### Work to complete
Output the lines of the records exactly, from the first through the one containing "Return the outline of every instance of the blurred person". Omit all pictures.

### Data for this exercise
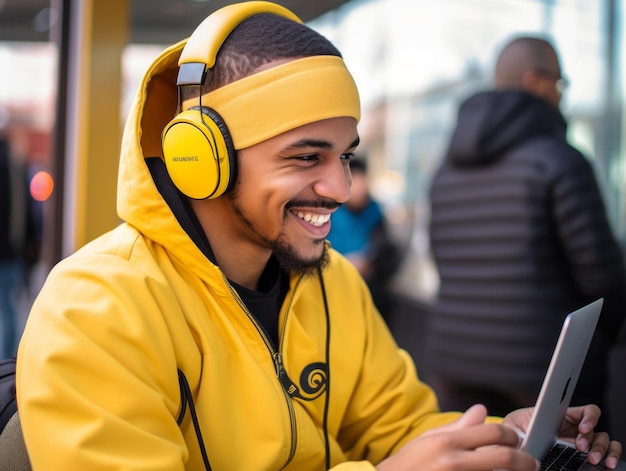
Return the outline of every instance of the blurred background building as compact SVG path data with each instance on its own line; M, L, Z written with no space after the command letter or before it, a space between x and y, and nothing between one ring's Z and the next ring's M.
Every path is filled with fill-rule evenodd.
M0 126L54 179L45 202L44 274L117 223L119 142L145 67L227 3L0 0ZM361 91L372 191L405 252L394 283L402 300L395 330L418 368L423 317L438 283L426 227L430 179L459 103L490 85L493 60L512 36L541 33L559 51L570 81L562 104L569 139L593 161L615 234L626 243L621 0L277 3L339 47ZM617 385L616 398L619 387L624 396ZM626 405L614 410L624 418L616 430L624 440Z

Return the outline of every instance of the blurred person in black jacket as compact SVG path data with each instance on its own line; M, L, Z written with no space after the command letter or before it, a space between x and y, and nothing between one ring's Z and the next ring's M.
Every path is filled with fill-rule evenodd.
M626 311L626 270L589 161L566 141L554 47L502 50L495 88L462 103L431 188L441 285L429 382L442 409L500 415L534 404L565 316L605 304L573 404L605 414L608 355Z
M0 355L17 349L20 296L27 294L30 268L39 257L39 239L28 169L13 158L0 135Z
M350 160L350 173L350 199L333 214L328 240L359 270L376 308L390 324L394 306L391 282L402 261L400 249L382 206L370 192L364 155Z

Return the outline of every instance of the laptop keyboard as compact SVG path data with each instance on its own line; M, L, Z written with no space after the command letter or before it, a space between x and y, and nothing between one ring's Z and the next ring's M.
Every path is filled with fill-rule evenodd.
M541 460L539 471L576 471L586 459L587 453L557 443Z

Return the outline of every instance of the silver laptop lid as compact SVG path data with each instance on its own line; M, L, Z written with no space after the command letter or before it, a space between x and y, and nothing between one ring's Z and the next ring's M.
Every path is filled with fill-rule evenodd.
M604 299L567 315L521 448L541 459L558 438Z

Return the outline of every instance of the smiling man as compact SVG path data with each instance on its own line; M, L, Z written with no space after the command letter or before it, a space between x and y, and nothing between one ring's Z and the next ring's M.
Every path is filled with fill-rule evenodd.
M20 345L33 469L535 469L512 428L529 411L440 413L326 242L359 118L337 49L272 3L218 10L155 59L124 222L55 267ZM614 467L598 417L573 408L563 433Z

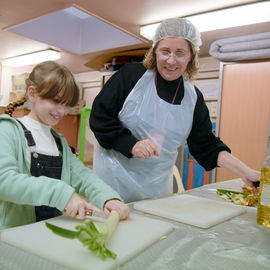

### Solution for this task
Return the outline of every instance of the blurred background building as compact SVG path data with each instance on its own line; M, L, Z written with no space after the command letter or before it, a space between x and y, and nothing between one ring's Z and the next ring's M.
Every path is filled with fill-rule evenodd.
M0 126L54 179L45 202L44 274L117 223L119 142L145 67L227 3L0 0ZM361 91L372 191L405 252L394 283L402 300L395 330L418 368L423 317L438 283L426 227L430 179L459 103L490 85L493 60L512 36L541 33L559 51L570 81L562 104L569 139L593 161L615 234L626 243L621 0L277 3L339 47ZM617 385L616 398L619 387L624 396ZM626 405L614 410L624 418L616 430L624 440Z

Return the outline of every instance of the blurred person in black jacket as compact SVG path data with each instance on its own line; M, L, Z written with no space after the command letter or before it, a space between x and y, and nothing between one ring's Z and the next ring's M.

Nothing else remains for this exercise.